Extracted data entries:
_ _ _ _ _ _ _
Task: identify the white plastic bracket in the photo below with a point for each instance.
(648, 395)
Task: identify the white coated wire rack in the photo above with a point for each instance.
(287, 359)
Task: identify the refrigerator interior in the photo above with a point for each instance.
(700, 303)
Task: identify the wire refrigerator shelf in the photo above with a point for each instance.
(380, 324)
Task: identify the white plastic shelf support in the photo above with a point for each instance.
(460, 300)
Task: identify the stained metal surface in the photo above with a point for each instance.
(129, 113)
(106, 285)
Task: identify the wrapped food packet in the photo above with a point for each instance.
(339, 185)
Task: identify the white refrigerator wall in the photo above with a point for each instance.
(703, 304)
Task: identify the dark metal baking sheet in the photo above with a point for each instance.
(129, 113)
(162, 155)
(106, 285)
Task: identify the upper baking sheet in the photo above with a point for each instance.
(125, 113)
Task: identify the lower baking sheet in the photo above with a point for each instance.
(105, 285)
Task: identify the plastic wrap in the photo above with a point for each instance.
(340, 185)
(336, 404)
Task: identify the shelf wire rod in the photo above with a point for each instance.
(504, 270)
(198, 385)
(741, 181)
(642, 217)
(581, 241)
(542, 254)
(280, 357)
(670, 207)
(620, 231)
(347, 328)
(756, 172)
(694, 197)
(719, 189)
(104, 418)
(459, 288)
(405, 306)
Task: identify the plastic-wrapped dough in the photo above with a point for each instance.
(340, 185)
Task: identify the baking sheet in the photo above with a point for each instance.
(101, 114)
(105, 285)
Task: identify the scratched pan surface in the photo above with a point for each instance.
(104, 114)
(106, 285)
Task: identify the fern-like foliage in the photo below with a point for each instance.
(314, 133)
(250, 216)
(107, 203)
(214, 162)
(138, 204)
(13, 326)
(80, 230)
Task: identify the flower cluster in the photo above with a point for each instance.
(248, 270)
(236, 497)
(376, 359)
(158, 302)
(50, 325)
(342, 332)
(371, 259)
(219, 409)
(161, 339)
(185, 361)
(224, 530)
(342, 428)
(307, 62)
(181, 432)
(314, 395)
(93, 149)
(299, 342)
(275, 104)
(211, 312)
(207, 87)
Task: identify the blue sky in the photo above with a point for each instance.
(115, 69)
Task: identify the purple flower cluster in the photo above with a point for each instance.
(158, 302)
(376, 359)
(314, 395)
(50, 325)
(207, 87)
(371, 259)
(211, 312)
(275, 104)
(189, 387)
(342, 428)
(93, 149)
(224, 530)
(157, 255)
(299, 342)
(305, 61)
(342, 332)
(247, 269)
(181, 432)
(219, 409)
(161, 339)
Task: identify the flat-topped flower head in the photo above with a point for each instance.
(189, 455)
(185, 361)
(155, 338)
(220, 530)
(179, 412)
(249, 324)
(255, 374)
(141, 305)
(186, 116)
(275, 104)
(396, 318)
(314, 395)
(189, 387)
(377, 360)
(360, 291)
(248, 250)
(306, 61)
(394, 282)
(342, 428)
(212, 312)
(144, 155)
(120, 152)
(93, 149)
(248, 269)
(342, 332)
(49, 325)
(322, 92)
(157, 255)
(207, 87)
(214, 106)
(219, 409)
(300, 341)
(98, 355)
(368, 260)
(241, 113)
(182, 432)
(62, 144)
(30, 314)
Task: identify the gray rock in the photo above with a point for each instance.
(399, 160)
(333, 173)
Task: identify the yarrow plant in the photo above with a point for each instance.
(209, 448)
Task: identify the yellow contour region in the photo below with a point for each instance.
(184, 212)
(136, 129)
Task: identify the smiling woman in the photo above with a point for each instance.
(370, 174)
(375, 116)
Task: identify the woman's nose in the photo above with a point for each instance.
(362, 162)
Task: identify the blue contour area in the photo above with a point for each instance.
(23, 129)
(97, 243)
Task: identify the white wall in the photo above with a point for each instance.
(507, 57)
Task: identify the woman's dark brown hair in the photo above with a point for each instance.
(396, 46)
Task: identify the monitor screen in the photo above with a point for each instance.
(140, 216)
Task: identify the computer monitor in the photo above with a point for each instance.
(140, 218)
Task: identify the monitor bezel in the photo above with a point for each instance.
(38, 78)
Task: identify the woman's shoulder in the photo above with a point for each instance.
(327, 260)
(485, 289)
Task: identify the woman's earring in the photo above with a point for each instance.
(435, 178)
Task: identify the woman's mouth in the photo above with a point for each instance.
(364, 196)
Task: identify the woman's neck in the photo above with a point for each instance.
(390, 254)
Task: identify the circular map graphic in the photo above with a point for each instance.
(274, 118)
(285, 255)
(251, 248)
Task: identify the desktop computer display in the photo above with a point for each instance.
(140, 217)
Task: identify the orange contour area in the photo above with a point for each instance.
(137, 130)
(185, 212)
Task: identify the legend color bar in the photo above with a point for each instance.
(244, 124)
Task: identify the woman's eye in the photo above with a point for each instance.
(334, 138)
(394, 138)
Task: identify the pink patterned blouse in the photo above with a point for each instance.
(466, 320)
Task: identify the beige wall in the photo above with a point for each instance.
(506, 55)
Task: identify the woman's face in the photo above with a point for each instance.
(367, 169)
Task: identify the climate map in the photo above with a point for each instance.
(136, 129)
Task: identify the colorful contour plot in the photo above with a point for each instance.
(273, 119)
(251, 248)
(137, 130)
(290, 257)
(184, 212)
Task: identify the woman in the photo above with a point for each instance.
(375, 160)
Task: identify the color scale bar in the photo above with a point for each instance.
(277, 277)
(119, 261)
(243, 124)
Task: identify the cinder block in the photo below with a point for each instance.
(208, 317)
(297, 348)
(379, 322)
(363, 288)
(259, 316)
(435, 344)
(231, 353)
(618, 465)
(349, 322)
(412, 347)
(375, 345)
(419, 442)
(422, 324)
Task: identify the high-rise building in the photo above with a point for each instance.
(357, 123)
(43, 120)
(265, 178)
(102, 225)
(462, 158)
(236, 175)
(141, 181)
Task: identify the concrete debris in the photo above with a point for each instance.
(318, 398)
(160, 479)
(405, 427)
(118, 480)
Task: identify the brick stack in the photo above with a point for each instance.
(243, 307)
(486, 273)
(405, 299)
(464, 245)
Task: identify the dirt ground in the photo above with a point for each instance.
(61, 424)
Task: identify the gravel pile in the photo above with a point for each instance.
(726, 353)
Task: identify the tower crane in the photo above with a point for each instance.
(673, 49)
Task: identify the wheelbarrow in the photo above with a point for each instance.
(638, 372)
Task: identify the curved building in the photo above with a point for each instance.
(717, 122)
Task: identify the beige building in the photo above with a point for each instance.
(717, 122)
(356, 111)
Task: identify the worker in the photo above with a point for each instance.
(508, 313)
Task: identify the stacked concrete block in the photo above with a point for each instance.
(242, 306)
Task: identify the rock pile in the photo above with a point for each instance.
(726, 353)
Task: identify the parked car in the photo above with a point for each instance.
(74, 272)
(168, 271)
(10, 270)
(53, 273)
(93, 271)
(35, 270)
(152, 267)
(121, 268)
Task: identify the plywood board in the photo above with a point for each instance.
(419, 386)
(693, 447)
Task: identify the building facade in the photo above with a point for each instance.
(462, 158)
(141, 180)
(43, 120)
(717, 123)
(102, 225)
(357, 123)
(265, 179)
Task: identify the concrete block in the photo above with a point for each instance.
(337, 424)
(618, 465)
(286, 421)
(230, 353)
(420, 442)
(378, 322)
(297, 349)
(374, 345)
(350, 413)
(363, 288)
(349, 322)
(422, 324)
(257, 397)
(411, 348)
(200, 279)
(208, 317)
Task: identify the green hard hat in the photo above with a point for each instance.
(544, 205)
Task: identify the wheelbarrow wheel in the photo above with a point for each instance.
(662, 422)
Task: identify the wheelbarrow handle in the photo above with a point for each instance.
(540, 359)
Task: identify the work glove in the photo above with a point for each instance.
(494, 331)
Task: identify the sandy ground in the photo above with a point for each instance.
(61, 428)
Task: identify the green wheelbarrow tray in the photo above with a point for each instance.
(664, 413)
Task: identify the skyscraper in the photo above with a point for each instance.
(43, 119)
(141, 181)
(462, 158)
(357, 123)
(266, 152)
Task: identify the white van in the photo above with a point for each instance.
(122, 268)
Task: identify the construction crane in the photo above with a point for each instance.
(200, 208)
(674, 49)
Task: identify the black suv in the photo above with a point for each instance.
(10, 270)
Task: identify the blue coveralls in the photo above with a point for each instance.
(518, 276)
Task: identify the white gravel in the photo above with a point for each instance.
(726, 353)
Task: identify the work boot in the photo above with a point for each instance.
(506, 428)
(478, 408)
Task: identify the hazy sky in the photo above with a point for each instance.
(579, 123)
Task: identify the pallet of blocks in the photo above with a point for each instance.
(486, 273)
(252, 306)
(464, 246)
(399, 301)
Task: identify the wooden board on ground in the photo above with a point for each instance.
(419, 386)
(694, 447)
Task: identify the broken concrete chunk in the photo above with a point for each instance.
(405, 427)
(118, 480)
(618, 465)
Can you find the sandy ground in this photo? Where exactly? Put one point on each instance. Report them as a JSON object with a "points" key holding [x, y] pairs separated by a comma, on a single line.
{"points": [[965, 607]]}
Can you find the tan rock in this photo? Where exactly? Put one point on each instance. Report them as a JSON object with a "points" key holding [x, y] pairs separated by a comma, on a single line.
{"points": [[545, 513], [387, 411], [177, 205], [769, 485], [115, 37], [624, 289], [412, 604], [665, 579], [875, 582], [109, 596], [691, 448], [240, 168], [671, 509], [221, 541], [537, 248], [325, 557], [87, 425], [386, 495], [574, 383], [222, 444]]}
_ _ _ _ _ _ _
Activity: With the line that contains "Task: identify the white gravel" as your start, reproduce the data above exactly through its last line, and nothing before that start.

Response box:
Task: identify the white gravel in the photo above with a point for each instance.
(726, 353)
Task: identify the work boot in the photo above with a point for each instance.
(506, 428)
(478, 408)
Task: identify the hazy sky in the photo above with a point for each instance.
(579, 123)
Task: identify the pallet of blocks in the photo above with a point for each instance.
(486, 273)
(252, 306)
(464, 246)
(399, 301)
Task: identify the wooden board on ground in the photo above with a point for each instance.
(419, 386)
(694, 447)
Task: identify the broken concrete chunk in the photo above with a point for each instance.
(405, 427)
(118, 480)
(618, 465)
Can you find the sandy ground in this photo? Where exactly? Put one point on each instance. Report them as a JSON object with a "points" key holding [x, y] pairs separated by a comma, on a single line.
{"points": [[965, 607]]}
Can you find the tan rock in this photo? Where exactly? Put one point on each instance. Report them as a JSON object with a "points" key holding [x, y] pairs separated by a comma, on a single line.
{"points": [[545, 513], [387, 411], [177, 205], [769, 485], [115, 37], [624, 289], [412, 604], [665, 579], [875, 582], [109, 596], [691, 448], [240, 168], [671, 509], [221, 541], [537, 248], [325, 557], [87, 425], [386, 495], [574, 383], [222, 444]]}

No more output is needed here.